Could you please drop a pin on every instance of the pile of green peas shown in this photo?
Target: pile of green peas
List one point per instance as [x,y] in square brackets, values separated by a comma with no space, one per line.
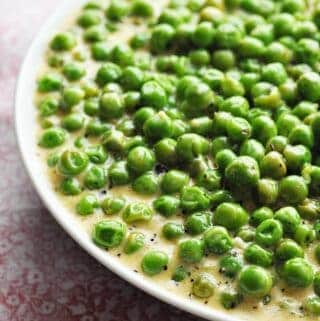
[212,111]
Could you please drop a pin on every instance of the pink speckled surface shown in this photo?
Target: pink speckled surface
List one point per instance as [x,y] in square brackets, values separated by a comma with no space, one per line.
[44,275]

* What this task involves
Reproduce each of the items above verbatim, leaving out the pictures.

* The output
Could you please drop a pin on every instance of the pile of green peas shown in this photo?
Target: pile of green peas
List one point per instance as [x,y] in square brackets, values separated by a comma with no space, one per line.
[212,111]
Could you please drop a pin on every instance of the pink speckled surface shown in this photo?
Target: pink speckled surface
List one point per instance as [x,y] in square brackets, values separated by a comma with no space, one per line.
[44,275]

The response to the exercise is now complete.